• **Exercise goal**:
Report how many lines of the data below contain the string "sunflower", with case counting, and give only that number.
───── Information provided
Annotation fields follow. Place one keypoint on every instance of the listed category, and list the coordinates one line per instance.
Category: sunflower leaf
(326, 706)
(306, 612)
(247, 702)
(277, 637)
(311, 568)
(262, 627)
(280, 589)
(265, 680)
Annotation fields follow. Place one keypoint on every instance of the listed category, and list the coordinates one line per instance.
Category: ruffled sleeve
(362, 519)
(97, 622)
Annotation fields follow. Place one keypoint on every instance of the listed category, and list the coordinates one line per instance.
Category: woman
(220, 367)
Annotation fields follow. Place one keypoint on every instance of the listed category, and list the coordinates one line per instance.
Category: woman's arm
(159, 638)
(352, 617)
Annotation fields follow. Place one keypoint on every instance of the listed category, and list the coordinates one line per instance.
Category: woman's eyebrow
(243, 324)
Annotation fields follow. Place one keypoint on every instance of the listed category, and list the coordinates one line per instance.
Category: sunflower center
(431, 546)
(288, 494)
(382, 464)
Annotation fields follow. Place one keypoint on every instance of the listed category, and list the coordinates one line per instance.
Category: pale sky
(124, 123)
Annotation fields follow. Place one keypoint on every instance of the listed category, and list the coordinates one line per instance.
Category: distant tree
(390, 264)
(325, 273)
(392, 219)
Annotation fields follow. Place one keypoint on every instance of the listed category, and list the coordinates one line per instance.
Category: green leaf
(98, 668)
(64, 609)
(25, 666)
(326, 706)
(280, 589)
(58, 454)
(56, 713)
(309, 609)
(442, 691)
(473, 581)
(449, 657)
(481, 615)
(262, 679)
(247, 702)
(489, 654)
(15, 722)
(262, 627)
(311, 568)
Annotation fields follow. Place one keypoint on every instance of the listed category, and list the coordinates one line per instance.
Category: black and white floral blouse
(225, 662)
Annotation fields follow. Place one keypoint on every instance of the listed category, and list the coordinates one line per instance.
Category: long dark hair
──────────
• **Complete response**:
2